* _Requirement_
Rewrite the stretch from the line containing "of the gray" through the line containing "Target: shadow under bowl", requests included, and shift every answer coordinate up by 97. Leave the sample coordinates in the requests as they are.

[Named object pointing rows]
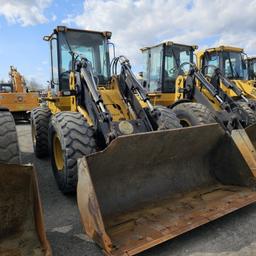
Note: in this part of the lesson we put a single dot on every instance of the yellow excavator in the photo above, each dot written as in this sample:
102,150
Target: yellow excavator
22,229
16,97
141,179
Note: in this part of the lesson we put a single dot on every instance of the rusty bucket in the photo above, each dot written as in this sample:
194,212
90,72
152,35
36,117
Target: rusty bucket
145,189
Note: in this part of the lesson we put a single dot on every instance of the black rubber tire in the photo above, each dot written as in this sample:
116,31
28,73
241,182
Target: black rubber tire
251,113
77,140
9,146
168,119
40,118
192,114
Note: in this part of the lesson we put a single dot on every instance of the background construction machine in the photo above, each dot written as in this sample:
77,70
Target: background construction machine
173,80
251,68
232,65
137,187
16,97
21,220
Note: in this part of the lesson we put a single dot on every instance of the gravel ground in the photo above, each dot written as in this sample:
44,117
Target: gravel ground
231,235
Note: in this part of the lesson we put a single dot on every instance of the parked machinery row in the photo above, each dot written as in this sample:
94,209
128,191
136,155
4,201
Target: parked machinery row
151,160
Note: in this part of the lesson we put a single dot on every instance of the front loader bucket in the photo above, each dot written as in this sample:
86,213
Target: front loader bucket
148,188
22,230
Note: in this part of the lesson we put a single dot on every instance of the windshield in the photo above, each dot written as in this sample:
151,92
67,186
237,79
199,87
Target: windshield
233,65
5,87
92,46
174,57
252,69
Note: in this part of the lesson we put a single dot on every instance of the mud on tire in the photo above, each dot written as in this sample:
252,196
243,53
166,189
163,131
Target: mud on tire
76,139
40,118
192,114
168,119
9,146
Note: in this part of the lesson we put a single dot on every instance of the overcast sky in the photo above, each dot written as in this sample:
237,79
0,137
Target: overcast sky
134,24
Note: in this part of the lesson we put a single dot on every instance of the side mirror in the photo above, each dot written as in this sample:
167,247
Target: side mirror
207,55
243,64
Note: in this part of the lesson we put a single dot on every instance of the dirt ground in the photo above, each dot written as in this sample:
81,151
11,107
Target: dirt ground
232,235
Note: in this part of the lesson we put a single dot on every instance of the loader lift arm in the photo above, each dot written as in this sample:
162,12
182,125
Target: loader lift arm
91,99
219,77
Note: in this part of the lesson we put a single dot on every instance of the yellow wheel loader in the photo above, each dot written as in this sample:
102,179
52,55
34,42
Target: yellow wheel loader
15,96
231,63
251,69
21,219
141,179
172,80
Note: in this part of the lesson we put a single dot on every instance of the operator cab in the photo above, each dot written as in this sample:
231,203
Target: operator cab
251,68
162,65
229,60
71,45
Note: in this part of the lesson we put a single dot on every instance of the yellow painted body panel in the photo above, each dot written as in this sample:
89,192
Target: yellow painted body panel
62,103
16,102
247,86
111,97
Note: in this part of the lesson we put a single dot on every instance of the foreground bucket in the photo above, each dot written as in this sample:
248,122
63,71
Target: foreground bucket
==
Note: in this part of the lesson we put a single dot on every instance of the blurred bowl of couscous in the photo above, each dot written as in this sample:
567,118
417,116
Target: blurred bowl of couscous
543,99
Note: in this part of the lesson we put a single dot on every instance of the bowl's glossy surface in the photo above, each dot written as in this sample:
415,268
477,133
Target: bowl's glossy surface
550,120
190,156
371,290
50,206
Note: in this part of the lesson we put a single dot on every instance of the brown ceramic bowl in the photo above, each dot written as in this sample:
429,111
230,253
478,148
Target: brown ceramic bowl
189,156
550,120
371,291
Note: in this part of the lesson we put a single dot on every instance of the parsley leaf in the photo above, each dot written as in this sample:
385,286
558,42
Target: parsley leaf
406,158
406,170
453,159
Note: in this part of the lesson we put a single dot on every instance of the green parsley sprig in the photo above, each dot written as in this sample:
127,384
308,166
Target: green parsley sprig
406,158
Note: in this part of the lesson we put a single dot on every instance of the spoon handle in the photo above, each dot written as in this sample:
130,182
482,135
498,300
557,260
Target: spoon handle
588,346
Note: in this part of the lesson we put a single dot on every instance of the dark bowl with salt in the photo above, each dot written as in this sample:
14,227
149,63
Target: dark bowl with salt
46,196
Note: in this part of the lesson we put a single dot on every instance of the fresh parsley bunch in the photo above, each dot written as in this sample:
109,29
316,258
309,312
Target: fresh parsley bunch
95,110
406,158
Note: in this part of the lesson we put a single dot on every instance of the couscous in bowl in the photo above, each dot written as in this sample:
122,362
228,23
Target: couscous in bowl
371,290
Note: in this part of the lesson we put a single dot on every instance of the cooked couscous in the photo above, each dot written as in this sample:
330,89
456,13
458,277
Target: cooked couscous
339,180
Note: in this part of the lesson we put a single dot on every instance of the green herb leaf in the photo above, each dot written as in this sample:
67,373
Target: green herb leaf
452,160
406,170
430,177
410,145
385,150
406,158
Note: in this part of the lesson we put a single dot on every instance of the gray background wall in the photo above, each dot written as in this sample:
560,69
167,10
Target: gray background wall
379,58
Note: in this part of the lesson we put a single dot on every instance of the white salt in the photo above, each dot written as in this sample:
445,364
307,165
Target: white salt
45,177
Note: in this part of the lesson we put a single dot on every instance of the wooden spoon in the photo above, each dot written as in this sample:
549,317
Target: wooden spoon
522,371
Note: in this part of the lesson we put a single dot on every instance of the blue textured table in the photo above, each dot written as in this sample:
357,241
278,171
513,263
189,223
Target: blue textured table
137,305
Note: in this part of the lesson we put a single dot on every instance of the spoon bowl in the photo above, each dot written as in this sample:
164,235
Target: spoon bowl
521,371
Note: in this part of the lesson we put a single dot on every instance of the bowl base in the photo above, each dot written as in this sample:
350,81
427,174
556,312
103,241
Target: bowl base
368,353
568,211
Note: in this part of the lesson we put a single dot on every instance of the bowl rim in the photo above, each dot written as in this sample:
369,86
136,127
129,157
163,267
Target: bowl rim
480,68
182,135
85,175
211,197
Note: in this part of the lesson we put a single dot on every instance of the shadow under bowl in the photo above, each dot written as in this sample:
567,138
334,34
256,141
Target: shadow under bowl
--
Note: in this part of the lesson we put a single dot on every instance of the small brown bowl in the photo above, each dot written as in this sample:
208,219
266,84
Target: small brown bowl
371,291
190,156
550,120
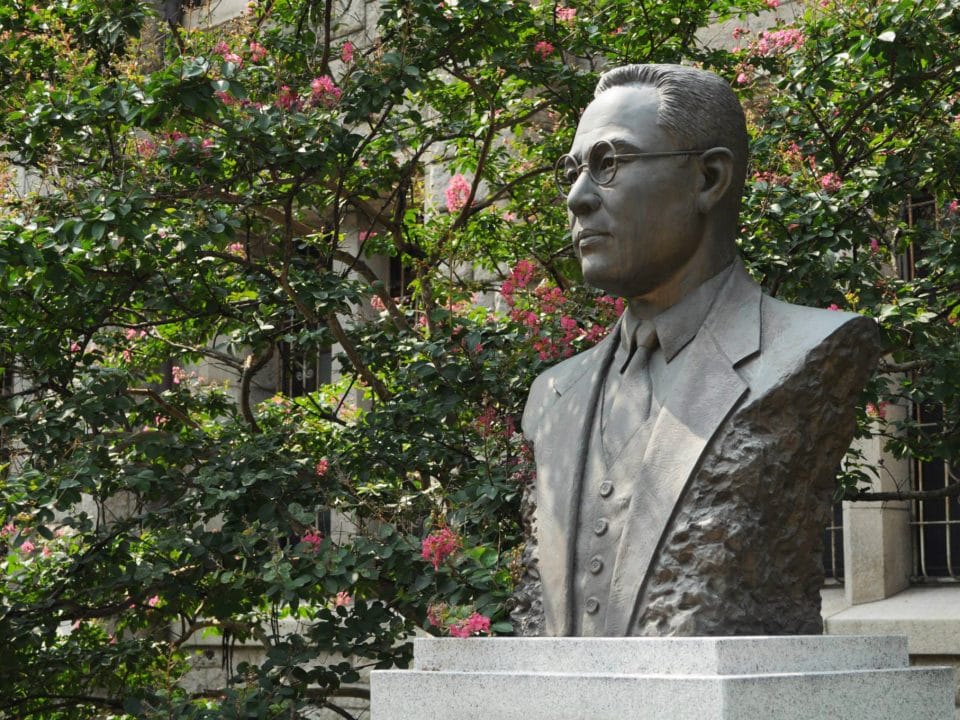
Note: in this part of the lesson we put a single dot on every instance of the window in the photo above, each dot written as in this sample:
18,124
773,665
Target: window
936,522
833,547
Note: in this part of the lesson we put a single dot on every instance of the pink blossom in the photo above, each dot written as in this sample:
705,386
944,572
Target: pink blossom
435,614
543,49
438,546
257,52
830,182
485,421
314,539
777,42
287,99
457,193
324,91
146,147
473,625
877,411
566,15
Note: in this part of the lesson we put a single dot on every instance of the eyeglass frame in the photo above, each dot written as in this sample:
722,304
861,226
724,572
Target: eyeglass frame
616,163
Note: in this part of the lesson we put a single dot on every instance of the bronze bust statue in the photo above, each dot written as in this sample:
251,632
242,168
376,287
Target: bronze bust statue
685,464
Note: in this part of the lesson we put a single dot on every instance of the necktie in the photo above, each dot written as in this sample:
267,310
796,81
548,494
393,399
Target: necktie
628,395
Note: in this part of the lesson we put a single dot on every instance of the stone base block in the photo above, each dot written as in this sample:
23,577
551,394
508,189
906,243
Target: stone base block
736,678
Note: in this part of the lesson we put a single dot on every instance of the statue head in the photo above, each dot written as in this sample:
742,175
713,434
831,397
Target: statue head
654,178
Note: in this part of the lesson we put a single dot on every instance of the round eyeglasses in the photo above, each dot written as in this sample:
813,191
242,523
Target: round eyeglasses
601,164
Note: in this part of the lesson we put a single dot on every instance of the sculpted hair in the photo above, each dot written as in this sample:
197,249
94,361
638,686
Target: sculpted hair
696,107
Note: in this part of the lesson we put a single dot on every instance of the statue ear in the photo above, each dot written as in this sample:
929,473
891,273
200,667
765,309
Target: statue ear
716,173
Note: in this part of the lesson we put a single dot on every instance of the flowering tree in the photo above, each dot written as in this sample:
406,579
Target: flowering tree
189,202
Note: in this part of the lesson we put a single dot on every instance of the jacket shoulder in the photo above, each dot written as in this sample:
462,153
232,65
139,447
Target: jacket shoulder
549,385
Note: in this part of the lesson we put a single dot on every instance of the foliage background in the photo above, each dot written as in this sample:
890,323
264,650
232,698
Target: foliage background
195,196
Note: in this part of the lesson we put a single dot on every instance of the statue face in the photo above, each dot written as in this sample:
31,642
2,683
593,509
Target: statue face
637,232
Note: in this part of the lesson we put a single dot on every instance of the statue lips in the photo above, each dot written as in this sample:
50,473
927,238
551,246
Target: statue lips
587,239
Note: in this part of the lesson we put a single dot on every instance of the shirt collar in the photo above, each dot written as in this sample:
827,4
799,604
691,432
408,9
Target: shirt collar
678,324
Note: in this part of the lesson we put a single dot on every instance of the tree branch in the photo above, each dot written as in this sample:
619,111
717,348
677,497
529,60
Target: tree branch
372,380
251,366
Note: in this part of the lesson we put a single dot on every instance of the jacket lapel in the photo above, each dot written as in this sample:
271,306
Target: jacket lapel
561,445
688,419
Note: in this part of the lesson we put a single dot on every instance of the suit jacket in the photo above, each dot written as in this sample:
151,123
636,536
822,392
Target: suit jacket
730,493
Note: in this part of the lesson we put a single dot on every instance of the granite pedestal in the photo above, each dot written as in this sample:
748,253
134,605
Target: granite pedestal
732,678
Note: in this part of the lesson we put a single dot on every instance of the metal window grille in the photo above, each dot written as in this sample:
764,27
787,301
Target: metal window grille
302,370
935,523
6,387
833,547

* _Exercise response_
Note: in this part of the lesson we put a single dot on every instance of the gray background wall in the photo above, each dot written as in this sample:
560,69
167,10
Target: gray background wall
476,155
Note: in this part of the lesson we put a single dot on every instance of the white salt in the photo above, each dot written as in this sample:
445,364
307,165
Target: white salt
142,274
Note: in this part of the lesson we put a single dot on every instance of the wooden spoon in the photo above, each dot written as in this sample:
549,317
Target: wooden spoon
619,468
Note: in this part of the lesson we put a single dot on every instance of the blue textured table in the photo above, each dot written as in this sample:
357,241
278,171
513,263
189,223
Target: blue textured table
234,402
Note: in this part of the lesson we put a single dot on every instance of the spoon bowl in the photo above, each dot written as in this sample:
164,235
Target: spoon bowl
618,468
Note: in this part of the lesson we put a single dot on every instance of the bowl base in the photo above, each dot written as in this sample:
350,81
427,174
556,312
103,241
Target: bowl base
465,450
665,308
Note: in this part of the lesson we put a single dot on every instance of the bowl rim in the photo above, each dot written as in this sample:
369,86
136,127
129,157
163,267
Target: bowl rim
577,165
279,232
182,272
308,294
Note: in this part of the lesson we put a single dot on every instance of the shadow under bowl in the photo above, each dot written as in this sample:
567,138
334,34
256,141
Target: shadow under bowl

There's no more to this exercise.